• _Extracted entries_:
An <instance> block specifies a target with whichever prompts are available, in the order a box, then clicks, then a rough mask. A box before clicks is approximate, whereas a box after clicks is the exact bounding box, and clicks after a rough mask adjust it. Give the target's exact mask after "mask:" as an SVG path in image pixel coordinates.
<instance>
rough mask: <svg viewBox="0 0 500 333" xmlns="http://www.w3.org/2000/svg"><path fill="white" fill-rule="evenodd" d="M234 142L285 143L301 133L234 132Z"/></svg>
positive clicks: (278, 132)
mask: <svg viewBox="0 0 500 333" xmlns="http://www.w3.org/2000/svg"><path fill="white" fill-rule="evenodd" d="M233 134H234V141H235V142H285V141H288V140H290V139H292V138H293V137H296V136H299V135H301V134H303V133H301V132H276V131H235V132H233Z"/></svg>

• _Work request_:
Rewrite the records above with every occurrence of "rough mask" changed to "coarse mask", leaving all other text as it is.

• _Answer section_:
An <instance> block specifies a target with whichever prompts are available, in the order a box, then clicks, then a coarse mask. A box before clicks is approximate, whereas a box after clicks is the exact bounding box, and clicks after a coarse mask adjust it. Give the target's exact mask after "mask:" as an SVG path in image pixel coordinates.
<instance>
coarse mask: <svg viewBox="0 0 500 333" xmlns="http://www.w3.org/2000/svg"><path fill="white" fill-rule="evenodd" d="M234 142L285 143L301 133L234 132Z"/></svg>
positive clicks: (278, 132)
mask: <svg viewBox="0 0 500 333" xmlns="http://www.w3.org/2000/svg"><path fill="white" fill-rule="evenodd" d="M233 134H234V141H235V142H285V141H288V140H290V139H292V138H293V137H296V136H299V135H301V134H303V133H301V132H276V131H235V132H233Z"/></svg>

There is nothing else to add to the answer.